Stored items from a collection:
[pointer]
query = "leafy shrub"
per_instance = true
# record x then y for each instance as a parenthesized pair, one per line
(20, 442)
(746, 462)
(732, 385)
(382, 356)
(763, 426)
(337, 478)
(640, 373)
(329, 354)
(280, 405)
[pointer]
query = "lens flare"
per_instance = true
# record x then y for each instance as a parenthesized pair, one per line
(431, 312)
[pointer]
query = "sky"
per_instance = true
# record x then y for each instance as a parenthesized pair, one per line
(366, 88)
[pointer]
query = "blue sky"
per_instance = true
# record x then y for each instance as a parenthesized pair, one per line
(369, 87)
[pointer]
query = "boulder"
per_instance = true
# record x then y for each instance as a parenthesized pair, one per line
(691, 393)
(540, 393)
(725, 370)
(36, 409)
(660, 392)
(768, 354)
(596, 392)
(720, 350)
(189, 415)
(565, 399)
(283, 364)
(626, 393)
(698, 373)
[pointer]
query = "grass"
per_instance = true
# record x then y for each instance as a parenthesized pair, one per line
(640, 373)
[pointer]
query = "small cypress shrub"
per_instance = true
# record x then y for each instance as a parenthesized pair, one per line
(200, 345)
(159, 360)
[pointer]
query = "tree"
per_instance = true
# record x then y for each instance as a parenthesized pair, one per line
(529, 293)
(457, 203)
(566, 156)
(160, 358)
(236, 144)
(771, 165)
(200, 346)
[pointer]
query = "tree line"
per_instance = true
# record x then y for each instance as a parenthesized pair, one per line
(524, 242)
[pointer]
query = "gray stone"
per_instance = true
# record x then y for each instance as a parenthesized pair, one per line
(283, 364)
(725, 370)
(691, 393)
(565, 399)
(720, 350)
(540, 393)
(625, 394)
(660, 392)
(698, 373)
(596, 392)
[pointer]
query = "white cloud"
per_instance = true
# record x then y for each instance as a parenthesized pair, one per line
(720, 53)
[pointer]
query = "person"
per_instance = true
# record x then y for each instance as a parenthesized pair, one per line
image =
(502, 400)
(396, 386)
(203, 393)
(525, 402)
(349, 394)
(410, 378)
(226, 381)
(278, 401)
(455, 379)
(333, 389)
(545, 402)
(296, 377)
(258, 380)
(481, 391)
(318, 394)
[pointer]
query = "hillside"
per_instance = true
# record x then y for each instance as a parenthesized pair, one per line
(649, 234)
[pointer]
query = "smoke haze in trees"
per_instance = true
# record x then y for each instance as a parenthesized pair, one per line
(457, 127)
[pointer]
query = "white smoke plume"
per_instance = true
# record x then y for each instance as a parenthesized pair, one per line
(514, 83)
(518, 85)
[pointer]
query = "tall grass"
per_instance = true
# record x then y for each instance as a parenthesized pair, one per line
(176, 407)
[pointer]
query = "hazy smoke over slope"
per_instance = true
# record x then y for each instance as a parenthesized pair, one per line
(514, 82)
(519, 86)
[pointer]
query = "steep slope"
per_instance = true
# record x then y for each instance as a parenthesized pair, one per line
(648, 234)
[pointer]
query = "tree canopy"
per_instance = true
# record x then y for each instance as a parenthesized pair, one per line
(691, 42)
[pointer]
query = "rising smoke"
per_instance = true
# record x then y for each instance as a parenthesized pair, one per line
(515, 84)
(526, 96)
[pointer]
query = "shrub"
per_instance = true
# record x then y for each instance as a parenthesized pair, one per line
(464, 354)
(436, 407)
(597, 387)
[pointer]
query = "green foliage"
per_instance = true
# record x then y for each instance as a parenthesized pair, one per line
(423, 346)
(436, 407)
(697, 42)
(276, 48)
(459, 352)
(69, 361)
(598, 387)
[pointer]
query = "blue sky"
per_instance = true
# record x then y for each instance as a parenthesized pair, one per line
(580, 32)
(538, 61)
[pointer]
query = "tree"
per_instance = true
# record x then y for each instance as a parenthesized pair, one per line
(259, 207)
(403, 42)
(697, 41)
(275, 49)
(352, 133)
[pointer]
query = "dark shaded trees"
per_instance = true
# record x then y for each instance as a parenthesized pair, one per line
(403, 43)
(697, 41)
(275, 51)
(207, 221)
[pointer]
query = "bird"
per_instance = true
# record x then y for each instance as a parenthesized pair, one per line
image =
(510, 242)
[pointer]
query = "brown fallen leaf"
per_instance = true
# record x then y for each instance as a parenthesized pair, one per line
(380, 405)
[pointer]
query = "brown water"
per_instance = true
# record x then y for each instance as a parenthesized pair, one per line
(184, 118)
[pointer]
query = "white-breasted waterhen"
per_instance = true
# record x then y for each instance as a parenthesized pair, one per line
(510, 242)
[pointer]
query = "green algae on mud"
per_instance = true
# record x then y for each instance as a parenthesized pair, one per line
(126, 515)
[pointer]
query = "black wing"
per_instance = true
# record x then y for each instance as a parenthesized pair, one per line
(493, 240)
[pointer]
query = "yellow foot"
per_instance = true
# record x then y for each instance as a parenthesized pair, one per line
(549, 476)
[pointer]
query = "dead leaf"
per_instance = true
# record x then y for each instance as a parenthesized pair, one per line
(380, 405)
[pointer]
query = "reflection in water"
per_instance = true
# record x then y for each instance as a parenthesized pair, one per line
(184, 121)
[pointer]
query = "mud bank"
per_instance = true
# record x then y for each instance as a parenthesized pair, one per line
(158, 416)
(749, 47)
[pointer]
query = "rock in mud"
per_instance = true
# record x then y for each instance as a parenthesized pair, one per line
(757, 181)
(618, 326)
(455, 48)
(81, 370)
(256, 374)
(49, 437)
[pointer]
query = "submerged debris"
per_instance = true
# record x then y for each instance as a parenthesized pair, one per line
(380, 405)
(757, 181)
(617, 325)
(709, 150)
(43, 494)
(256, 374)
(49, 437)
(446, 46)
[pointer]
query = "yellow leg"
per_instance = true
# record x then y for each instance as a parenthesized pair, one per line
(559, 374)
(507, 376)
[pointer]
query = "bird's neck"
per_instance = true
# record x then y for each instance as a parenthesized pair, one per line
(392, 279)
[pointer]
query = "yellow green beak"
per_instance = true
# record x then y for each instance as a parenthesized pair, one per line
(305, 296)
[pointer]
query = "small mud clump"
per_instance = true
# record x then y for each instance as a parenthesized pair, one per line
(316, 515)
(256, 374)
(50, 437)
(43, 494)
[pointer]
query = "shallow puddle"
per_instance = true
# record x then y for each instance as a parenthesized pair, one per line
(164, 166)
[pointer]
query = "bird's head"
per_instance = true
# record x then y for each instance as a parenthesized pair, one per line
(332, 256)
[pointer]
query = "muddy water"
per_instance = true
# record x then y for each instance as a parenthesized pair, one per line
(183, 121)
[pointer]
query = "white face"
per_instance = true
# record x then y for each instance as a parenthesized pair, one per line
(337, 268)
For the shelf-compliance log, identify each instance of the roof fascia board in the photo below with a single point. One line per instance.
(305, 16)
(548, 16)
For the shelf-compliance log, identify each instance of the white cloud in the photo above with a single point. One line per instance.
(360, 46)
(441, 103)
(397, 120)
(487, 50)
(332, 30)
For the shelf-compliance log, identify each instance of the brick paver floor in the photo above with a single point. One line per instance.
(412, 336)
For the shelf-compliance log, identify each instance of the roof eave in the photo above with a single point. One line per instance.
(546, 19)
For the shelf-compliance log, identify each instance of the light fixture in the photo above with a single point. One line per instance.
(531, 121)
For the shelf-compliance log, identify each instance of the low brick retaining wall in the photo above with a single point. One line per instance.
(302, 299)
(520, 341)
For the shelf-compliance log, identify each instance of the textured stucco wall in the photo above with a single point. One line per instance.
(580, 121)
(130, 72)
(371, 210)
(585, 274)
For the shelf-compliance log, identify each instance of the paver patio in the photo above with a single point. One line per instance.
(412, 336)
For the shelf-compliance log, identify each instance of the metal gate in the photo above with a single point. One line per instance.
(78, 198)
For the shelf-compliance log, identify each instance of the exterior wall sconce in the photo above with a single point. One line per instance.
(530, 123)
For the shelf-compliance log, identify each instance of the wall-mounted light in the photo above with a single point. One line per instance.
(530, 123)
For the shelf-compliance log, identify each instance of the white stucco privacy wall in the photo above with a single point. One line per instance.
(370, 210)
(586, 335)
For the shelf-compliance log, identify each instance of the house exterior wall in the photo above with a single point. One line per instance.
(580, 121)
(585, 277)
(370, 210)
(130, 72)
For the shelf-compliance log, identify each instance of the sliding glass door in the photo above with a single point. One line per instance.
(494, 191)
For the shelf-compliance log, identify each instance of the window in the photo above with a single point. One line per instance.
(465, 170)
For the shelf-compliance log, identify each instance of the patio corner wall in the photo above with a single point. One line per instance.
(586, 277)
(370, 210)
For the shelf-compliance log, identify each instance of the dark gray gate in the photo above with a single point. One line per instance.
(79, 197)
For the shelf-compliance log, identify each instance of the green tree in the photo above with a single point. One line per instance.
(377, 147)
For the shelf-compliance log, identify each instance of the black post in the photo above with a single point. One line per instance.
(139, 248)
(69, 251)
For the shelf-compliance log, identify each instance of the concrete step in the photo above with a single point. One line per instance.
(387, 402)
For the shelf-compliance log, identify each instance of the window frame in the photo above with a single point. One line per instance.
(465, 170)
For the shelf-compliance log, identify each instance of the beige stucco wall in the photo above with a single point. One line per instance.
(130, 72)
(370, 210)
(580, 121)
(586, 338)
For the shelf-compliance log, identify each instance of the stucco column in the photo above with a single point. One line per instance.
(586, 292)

> [BRIEF]
Your answer should be the number of lines in the records that contain the word "bird", with nothing added.

> [TASK OUTPUT]
3